**PROBLEM DETAILS**
The lines to extract start at the one containing "Mark the wall" and end with the last line; give them exactly and nothing more.

======== STORED DATA

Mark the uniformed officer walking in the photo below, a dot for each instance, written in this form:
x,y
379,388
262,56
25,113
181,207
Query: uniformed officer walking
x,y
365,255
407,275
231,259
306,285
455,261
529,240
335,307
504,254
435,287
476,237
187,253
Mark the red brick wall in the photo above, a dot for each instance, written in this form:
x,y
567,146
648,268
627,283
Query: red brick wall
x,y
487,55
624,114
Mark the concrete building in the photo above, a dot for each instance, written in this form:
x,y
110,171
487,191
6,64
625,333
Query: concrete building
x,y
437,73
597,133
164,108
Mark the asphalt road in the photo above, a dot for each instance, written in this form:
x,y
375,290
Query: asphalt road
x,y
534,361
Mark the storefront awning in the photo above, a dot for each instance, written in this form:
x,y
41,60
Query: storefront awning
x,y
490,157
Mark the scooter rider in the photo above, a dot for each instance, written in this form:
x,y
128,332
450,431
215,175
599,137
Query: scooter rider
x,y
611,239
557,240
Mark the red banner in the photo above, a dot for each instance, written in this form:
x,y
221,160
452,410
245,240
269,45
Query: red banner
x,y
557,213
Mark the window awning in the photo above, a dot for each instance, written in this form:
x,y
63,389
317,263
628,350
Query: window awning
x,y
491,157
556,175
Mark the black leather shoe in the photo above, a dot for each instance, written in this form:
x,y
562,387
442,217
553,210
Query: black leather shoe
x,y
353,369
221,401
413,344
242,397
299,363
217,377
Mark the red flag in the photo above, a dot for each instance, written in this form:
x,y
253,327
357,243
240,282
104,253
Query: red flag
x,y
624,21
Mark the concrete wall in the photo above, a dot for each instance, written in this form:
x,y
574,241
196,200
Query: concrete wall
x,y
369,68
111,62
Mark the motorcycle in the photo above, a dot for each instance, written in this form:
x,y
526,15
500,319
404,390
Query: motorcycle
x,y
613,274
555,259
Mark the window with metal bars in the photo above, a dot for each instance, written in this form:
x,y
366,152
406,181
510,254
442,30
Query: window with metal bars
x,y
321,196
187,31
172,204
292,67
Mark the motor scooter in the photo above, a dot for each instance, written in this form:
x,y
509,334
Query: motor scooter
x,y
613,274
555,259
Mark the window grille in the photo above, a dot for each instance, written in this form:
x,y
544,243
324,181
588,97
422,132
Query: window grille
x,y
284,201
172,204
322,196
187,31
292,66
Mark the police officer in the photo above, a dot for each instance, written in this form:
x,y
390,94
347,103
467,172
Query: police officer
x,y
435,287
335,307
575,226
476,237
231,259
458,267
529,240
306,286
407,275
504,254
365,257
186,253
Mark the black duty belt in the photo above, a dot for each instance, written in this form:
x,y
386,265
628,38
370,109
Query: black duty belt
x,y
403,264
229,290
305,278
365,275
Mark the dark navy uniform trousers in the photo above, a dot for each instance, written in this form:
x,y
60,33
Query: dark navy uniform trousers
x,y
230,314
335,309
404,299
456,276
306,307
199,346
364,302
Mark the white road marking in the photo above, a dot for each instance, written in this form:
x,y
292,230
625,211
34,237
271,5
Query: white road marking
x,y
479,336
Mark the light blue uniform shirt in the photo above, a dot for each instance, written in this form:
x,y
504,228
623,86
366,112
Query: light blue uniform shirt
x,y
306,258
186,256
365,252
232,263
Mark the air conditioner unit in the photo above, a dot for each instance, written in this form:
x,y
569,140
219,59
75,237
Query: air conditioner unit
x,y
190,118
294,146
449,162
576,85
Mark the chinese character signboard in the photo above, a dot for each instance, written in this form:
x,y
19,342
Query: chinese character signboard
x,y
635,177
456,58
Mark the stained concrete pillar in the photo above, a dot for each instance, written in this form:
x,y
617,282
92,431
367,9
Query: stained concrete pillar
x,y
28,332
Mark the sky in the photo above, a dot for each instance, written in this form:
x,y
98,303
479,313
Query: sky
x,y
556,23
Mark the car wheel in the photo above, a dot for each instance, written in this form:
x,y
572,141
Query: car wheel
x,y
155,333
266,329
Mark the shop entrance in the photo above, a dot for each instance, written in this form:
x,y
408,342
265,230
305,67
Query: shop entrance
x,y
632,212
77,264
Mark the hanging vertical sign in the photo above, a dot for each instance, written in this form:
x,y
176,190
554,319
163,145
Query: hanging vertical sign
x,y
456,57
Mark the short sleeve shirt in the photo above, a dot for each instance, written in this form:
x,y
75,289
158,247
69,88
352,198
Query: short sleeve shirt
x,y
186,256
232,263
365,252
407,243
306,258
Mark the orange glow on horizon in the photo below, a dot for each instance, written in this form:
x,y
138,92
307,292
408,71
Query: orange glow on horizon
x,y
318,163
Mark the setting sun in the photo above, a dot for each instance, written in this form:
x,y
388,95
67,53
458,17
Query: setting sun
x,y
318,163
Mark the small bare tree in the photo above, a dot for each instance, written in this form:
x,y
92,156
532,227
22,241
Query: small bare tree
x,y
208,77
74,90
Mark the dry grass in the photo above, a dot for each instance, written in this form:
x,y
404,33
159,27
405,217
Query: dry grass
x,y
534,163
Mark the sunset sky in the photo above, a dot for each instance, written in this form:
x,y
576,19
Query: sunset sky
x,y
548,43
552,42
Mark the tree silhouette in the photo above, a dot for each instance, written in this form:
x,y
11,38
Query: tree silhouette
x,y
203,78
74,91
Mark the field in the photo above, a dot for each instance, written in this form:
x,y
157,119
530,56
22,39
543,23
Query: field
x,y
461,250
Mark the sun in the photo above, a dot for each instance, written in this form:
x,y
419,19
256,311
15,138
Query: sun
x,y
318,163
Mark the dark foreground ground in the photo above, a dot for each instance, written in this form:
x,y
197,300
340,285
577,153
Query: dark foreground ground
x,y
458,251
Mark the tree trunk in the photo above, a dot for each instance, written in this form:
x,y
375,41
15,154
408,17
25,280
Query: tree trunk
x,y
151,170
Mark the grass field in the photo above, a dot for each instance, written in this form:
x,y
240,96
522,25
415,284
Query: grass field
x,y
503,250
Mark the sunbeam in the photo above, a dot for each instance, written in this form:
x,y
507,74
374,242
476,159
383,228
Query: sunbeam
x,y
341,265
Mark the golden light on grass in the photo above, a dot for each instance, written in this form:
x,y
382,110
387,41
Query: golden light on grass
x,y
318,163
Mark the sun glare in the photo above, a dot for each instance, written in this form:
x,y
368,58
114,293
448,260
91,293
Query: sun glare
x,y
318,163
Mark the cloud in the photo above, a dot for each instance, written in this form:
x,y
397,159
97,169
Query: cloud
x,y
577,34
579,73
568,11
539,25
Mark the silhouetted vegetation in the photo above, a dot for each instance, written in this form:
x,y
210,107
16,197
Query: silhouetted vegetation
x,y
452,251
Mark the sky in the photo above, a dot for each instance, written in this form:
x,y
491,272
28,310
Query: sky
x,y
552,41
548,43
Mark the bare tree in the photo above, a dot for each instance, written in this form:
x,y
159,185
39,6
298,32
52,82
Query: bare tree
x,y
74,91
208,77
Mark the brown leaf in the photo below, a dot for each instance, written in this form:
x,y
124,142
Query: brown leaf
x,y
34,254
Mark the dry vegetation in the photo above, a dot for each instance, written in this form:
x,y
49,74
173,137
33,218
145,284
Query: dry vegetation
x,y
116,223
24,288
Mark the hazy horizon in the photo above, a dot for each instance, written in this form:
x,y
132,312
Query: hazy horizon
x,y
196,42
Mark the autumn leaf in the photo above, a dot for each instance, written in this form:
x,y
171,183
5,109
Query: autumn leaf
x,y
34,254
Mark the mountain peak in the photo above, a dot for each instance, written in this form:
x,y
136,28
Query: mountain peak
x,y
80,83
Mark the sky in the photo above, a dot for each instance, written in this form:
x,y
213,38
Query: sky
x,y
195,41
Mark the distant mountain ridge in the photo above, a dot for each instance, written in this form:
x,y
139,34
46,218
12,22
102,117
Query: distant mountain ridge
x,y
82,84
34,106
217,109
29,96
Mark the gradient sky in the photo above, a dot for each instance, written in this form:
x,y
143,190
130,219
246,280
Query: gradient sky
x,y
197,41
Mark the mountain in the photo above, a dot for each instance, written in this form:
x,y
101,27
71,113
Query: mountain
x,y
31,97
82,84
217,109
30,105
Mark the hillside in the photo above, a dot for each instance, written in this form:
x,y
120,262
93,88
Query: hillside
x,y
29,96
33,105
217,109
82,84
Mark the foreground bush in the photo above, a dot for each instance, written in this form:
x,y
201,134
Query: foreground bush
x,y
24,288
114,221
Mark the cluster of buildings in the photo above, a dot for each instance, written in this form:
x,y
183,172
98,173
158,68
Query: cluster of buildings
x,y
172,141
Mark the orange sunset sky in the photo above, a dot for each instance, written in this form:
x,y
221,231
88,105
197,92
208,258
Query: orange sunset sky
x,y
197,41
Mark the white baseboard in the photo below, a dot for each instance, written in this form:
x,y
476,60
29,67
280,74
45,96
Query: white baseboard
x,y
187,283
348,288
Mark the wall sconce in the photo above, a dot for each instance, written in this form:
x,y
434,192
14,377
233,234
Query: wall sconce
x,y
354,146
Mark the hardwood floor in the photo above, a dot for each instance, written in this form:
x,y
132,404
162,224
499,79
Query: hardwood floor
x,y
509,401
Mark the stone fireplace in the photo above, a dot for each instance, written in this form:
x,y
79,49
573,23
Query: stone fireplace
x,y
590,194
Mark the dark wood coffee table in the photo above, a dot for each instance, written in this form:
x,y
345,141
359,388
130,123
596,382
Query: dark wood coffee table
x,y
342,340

================

**TASK SOLUTION**
Mark the wall sconce in the photo above, a dot for each instance, written in this form:
x,y
434,192
14,377
233,234
Query: wall sconce
x,y
354,146
Mark the hardwood floor in the photo above, a dot for each instance, written in this form:
x,y
132,404
162,224
499,79
Query: hardwood floor
x,y
509,401
Mark the stone fireplace in the photo above, a dot for each instance, written in this form:
x,y
79,49
573,23
Query: stone fireplace
x,y
590,194
Mark the dark wood coffee table in the photo above, a dot for each instance, written in this form:
x,y
345,141
359,388
130,123
596,382
Query: dark wood coffee table
x,y
342,340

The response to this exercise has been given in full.